**Task brief**:
Extract every line of the material below without changing anything, and leave the pictures out of your answer.

(Entries taken from a collection)
::::::

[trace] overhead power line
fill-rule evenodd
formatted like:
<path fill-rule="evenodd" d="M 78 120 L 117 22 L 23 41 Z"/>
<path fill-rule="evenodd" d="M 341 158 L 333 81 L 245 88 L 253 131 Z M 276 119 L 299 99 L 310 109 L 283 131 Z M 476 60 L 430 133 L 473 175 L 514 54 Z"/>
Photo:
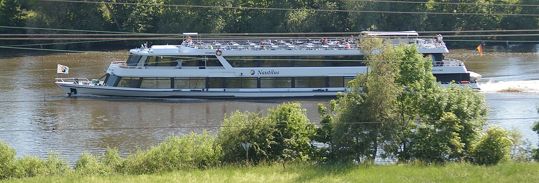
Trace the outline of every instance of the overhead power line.
<path fill-rule="evenodd" d="M 80 130 L 140 130 L 140 129 L 164 129 L 164 128 L 226 128 L 233 127 L 243 126 L 305 126 L 305 125 L 340 125 L 340 124 L 381 124 L 381 123 L 434 123 L 434 122 L 455 122 L 461 121 L 488 121 L 488 120 L 523 120 L 523 119 L 536 119 L 539 118 L 486 118 L 486 119 L 461 119 L 461 120 L 421 120 L 413 121 L 365 121 L 365 122 L 353 122 L 353 123 L 308 123 L 308 124 L 275 124 L 275 125 L 203 125 L 203 126 L 156 126 L 156 127 L 117 127 L 117 128 L 59 128 L 56 129 L 36 129 L 36 130 L 0 130 L 0 132 L 31 132 L 31 131 L 80 131 Z"/>
<path fill-rule="evenodd" d="M 97 36 L 185 36 L 181 33 L 133 33 L 133 32 L 110 32 L 110 31 L 95 31 L 95 30 L 76 30 L 76 29 L 49 29 L 49 28 L 27 28 L 27 27 L 16 27 L 16 26 L 0 26 L 0 28 L 8 28 L 8 29 L 35 29 L 35 30 L 58 30 L 63 31 L 77 31 L 77 32 L 99 32 L 99 33 L 108 33 L 108 34 L 4 34 L 0 35 L 0 36 L 42 36 L 42 35 L 50 35 L 52 36 L 62 36 L 62 35 L 81 35 L 81 36 L 92 36 L 96 35 Z M 526 29 L 526 30 L 463 30 L 463 31 L 417 31 L 419 33 L 480 33 L 480 32 L 535 32 L 539 31 L 539 29 Z M 196 36 L 260 36 L 260 35 L 359 35 L 362 33 L 362 32 L 267 32 L 267 33 L 198 33 Z M 139 36 L 140 35 L 140 36 Z"/>
<path fill-rule="evenodd" d="M 70 3 L 104 3 L 102 2 L 92 2 L 92 1 L 78 1 L 72 0 L 36 0 L 39 1 L 48 2 L 61 2 Z M 324 10 L 324 9 L 289 9 L 289 8 L 252 8 L 252 7 L 235 7 L 235 6 L 202 6 L 193 5 L 178 5 L 178 4 L 148 4 L 148 3 L 115 3 L 107 2 L 107 4 L 123 4 L 123 5 L 151 5 L 151 6 L 172 6 L 172 7 L 183 7 L 183 8 L 223 8 L 232 9 L 251 9 L 251 10 L 283 10 L 283 11 L 320 11 L 320 12 L 363 12 L 363 13 L 407 13 L 407 14 L 439 14 L 439 15 L 505 15 L 505 16 L 539 16 L 537 14 L 506 14 L 506 13 L 457 13 L 457 12 L 409 12 L 409 11 L 363 11 L 363 10 Z"/>
<path fill-rule="evenodd" d="M 445 3 L 432 2 L 417 1 L 378 1 L 378 0 L 334 0 L 337 1 L 358 1 L 370 3 L 416 3 L 416 4 L 455 4 L 455 5 L 493 5 L 493 6 L 539 6 L 537 4 L 488 4 L 488 3 Z"/>
<path fill-rule="evenodd" d="M 1 28 L 2 26 L 0 26 Z M 24 29 L 24 28 L 20 28 Z M 81 30 L 78 30 L 81 31 Z M 495 30 L 477 31 L 416 31 L 418 33 L 480 33 L 480 32 L 537 32 L 539 29 L 530 30 Z M 360 35 L 363 32 L 274 32 L 274 33 L 198 33 L 197 36 L 261 36 L 261 35 Z M 0 34 L 0 36 L 186 36 L 182 33 L 33 33 L 33 34 Z"/>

::::::

**Task answer**:
[trace] overhead power line
fill-rule evenodd
formatted like:
<path fill-rule="evenodd" d="M 78 120 L 117 22 L 23 41 Z"/>
<path fill-rule="evenodd" d="M 341 158 L 333 81 L 245 88 L 253 131 Z M 276 119 L 299 99 L 310 109 L 283 131 Z M 476 60 L 430 133 L 473 175 L 514 54 Z"/>
Photo:
Trace the outline of every instance of the overhead power line.
<path fill-rule="evenodd" d="M 80 130 L 140 130 L 140 129 L 164 129 L 164 128 L 226 128 L 233 127 L 243 126 L 305 126 L 305 125 L 340 125 L 340 124 L 381 124 L 381 123 L 434 123 L 434 122 L 455 122 L 461 121 L 488 121 L 488 120 L 523 120 L 523 119 L 536 119 L 539 118 L 486 118 L 486 119 L 461 119 L 461 120 L 421 120 L 413 121 L 365 121 L 365 122 L 353 122 L 353 123 L 308 123 L 308 124 L 275 124 L 275 125 L 203 125 L 203 126 L 156 126 L 156 127 L 117 127 L 117 128 L 59 128 L 56 129 L 36 129 L 36 130 L 0 130 L 0 132 L 31 132 L 31 131 L 80 131 Z"/>
<path fill-rule="evenodd" d="M 97 36 L 185 36 L 181 33 L 133 33 L 133 32 L 110 32 L 110 31 L 95 31 L 95 30 L 76 30 L 76 29 L 49 29 L 49 28 L 27 28 L 27 27 L 16 27 L 16 26 L 0 26 L 0 28 L 8 28 L 8 29 L 35 29 L 35 30 L 58 30 L 63 31 L 77 31 L 77 32 L 99 32 L 99 33 L 108 33 L 108 34 L 4 34 L 0 35 L 0 36 L 42 36 L 42 35 L 50 35 L 52 36 L 62 36 L 62 35 L 81 35 L 81 36 L 92 36 L 96 35 Z M 526 29 L 526 30 L 463 30 L 463 31 L 417 31 L 419 33 L 480 33 L 480 32 L 535 32 L 539 31 L 539 29 Z M 196 36 L 260 36 L 260 35 L 359 35 L 362 33 L 362 32 L 267 32 L 267 33 L 198 33 Z M 139 36 L 140 35 L 140 36 Z"/>
<path fill-rule="evenodd" d="M 70 3 L 104 3 L 102 2 L 92 2 L 92 1 L 78 1 L 72 0 L 36 0 L 39 1 L 48 2 L 61 2 Z M 324 10 L 324 9 L 289 9 L 289 8 L 252 8 L 252 7 L 235 7 L 235 6 L 202 6 L 193 5 L 178 5 L 178 4 L 148 4 L 148 3 L 115 3 L 107 2 L 107 4 L 123 4 L 123 5 L 151 5 L 151 6 L 172 6 L 172 7 L 183 7 L 183 8 L 223 8 L 232 9 L 251 9 L 251 10 L 283 10 L 283 11 L 320 11 L 320 12 L 363 12 L 363 13 L 407 13 L 407 14 L 439 14 L 439 15 L 505 15 L 505 16 L 539 16 L 537 14 L 506 14 L 506 13 L 457 13 L 457 12 L 409 12 L 409 11 L 363 11 L 363 10 Z"/>
<path fill-rule="evenodd" d="M 445 3 L 432 2 L 417 1 L 378 1 L 378 0 L 334 0 L 337 1 L 358 1 L 370 3 L 416 3 L 416 4 L 455 4 L 455 5 L 493 5 L 493 6 L 539 6 L 537 4 L 488 4 L 488 3 Z"/>
<path fill-rule="evenodd" d="M 1 28 L 2 26 L 0 26 Z M 24 29 L 24 28 L 20 28 Z M 81 30 L 78 30 L 81 31 Z M 495 30 L 477 31 L 416 31 L 418 33 L 480 33 L 480 32 L 537 32 L 539 29 L 530 30 Z M 360 35 L 363 32 L 274 32 L 274 33 L 198 33 L 197 36 L 261 36 L 261 35 Z M 0 34 L 0 36 L 186 36 L 182 33 L 33 33 L 33 34 Z"/>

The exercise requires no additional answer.